Find every line in the entries below that contains the string "trimmed", and copy each one. Match case exactly.

• Picture shape labeling entries:

++++

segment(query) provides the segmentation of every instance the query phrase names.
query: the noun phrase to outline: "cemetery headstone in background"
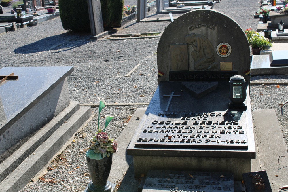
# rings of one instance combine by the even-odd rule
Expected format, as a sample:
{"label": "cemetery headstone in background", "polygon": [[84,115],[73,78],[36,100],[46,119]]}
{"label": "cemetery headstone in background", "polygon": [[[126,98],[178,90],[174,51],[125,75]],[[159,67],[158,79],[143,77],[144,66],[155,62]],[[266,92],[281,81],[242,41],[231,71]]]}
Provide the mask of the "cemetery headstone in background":
{"label": "cemetery headstone in background", "polygon": [[38,7],[42,6],[42,4],[41,3],[41,0],[36,0],[36,6]]}
{"label": "cemetery headstone in background", "polygon": [[[230,172],[242,180],[255,151],[250,49],[241,27],[216,11],[187,13],[163,32],[157,56],[158,87],[127,149],[135,177],[160,169]],[[235,75],[246,80],[247,109],[229,109]]]}
{"label": "cemetery headstone in background", "polygon": [[104,32],[100,0],[88,0],[88,3],[91,34],[98,39],[108,35],[108,32]]}
{"label": "cemetery headstone in background", "polygon": [[147,7],[145,0],[138,0],[137,1],[137,21],[140,22],[146,18]]}

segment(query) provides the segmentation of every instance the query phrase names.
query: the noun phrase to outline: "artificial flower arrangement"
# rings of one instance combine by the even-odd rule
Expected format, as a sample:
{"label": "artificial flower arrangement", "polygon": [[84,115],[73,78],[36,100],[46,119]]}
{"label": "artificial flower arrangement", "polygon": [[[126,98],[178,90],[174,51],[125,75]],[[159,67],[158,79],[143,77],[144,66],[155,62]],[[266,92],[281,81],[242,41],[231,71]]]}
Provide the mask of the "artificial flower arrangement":
{"label": "artificial flower arrangement", "polygon": [[131,11],[132,7],[130,5],[124,6],[124,11]]}
{"label": "artificial flower arrangement", "polygon": [[285,4],[283,6],[279,6],[279,7],[276,7],[276,9],[275,9],[275,12],[282,12],[281,11],[284,11],[285,9],[285,9],[286,7],[288,7],[288,3]]}
{"label": "artificial flower arrangement", "polygon": [[245,32],[248,39],[249,45],[253,49],[260,49],[261,50],[272,46],[271,41],[267,38],[260,35],[251,28],[245,30]]}
{"label": "artificial flower arrangement", "polygon": [[269,15],[269,13],[270,11],[271,10],[267,7],[264,7],[258,10],[257,13],[259,14],[261,14],[264,16],[268,16]]}
{"label": "artificial flower arrangement", "polygon": [[109,157],[116,153],[117,150],[117,142],[113,139],[109,138],[108,134],[105,132],[110,121],[117,115],[105,116],[105,126],[102,131],[99,128],[100,112],[107,104],[103,98],[98,97],[98,99],[99,101],[98,131],[95,134],[95,136],[90,139],[90,147],[86,153],[86,157],[96,160],[100,160],[106,156]]}

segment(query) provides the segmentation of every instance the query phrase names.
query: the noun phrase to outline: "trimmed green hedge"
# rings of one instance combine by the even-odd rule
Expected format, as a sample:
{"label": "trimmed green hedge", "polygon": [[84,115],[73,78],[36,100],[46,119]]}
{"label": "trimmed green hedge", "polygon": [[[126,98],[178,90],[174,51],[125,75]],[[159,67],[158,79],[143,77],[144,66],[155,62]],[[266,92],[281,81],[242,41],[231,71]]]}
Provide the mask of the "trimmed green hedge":
{"label": "trimmed green hedge", "polygon": [[2,0],[0,1],[0,5],[2,7],[8,7],[12,2],[13,0]]}
{"label": "trimmed green hedge", "polygon": [[87,0],[59,0],[58,4],[64,29],[90,31]]}
{"label": "trimmed green hedge", "polygon": [[101,0],[101,11],[104,27],[121,26],[124,0]]}
{"label": "trimmed green hedge", "polygon": [[[101,2],[104,27],[121,26],[124,0],[101,0]],[[90,31],[87,0],[59,0],[58,3],[65,29]]]}

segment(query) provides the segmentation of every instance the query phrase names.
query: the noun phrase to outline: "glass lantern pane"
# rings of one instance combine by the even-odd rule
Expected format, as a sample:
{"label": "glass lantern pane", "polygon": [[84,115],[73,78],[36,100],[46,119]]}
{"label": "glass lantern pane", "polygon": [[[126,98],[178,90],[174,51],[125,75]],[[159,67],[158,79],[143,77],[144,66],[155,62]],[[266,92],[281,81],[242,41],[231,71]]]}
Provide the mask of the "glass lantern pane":
{"label": "glass lantern pane", "polygon": [[233,87],[233,98],[239,99],[242,98],[242,87],[237,86]]}

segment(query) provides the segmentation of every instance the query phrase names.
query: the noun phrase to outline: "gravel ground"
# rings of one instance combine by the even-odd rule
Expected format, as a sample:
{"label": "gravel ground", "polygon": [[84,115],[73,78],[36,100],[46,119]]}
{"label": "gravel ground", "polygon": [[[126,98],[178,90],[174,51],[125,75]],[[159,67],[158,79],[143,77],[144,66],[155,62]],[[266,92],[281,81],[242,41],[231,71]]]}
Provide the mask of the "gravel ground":
{"label": "gravel ground", "polygon": [[[136,0],[126,0],[125,2],[126,5],[137,4]],[[214,8],[231,17],[242,28],[256,29],[258,20],[253,18],[253,14],[259,7],[258,0],[222,0]],[[5,8],[4,12],[9,12],[11,9]],[[148,16],[167,16],[156,15],[155,10],[147,12]],[[137,23],[134,21],[117,29],[116,34],[163,31],[170,22]],[[68,77],[71,100],[81,104],[98,103],[98,97],[101,96],[108,103],[149,102],[158,85],[156,54],[159,38],[97,41],[89,40],[90,35],[64,30],[59,17],[35,26],[10,32],[0,36],[0,69],[73,66],[74,71]],[[141,64],[129,77],[119,77],[125,75],[138,64]],[[287,146],[288,105],[283,108],[281,113],[279,104],[288,100],[288,86],[281,84],[278,88],[276,85],[288,82],[287,79],[287,75],[257,76],[252,78],[251,81],[259,84],[251,87],[252,110],[275,109]],[[275,84],[265,84],[270,82]],[[140,96],[141,95],[144,96]],[[110,136],[117,139],[128,116],[137,107],[106,107],[102,115],[119,115],[107,128]],[[83,191],[89,180],[85,178],[88,176],[88,170],[84,155],[79,153],[87,149],[89,138],[95,132],[98,110],[97,108],[92,109],[96,115],[75,136],[75,142],[51,163],[50,166],[53,168],[41,180],[31,182],[21,191]],[[87,134],[87,138],[81,137],[83,134]],[[69,150],[71,153],[68,152]],[[49,179],[57,182],[45,181]],[[65,185],[61,185],[61,182]]]}

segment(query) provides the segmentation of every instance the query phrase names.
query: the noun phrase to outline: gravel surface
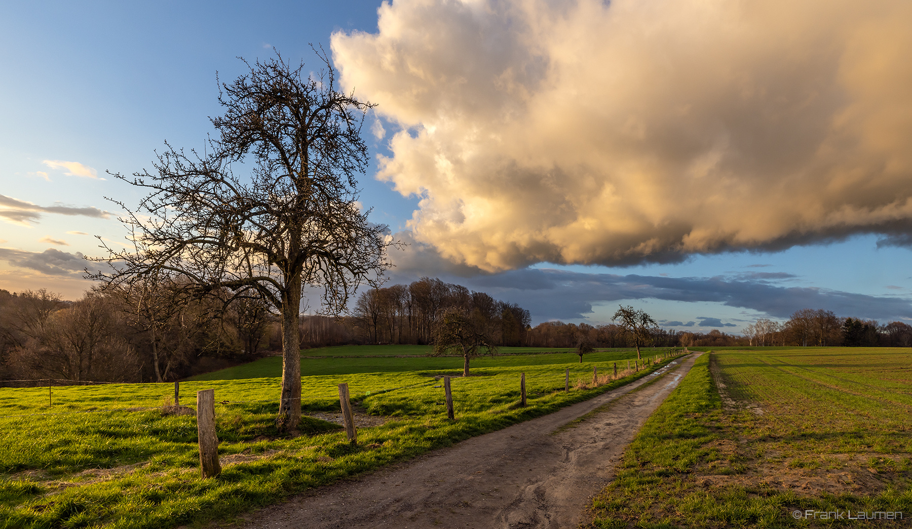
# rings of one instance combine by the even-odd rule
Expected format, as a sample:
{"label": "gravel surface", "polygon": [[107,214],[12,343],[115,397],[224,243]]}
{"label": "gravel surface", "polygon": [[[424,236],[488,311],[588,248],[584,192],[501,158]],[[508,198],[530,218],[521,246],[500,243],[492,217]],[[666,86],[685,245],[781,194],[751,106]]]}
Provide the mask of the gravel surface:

++++

• Solved exercise:
query: the noun phrase to outline: "trimmed green hedge"
{"label": "trimmed green hedge", "polygon": [[84,115],[73,78],[36,100],[46,119]]}
{"label": "trimmed green hedge", "polygon": [[[126,98],[178,90],[174,51],[125,75]],[[159,67],[158,79],[143,77],[144,66],[155,62]],[[266,92],[281,81],[242,41],[231,71]]]}
Provide the mask of the "trimmed green hedge":
{"label": "trimmed green hedge", "polygon": [[2,0],[0,1],[0,5],[2,7],[8,7],[12,2],[13,0]]}
{"label": "trimmed green hedge", "polygon": [[87,0],[59,0],[58,4],[64,29],[90,31]]}
{"label": "trimmed green hedge", "polygon": [[101,0],[101,11],[104,27],[121,26],[124,0]]}
{"label": "trimmed green hedge", "polygon": [[[101,2],[104,27],[121,26],[124,0],[101,0]],[[90,31],[87,0],[59,0],[58,3],[65,29]]]}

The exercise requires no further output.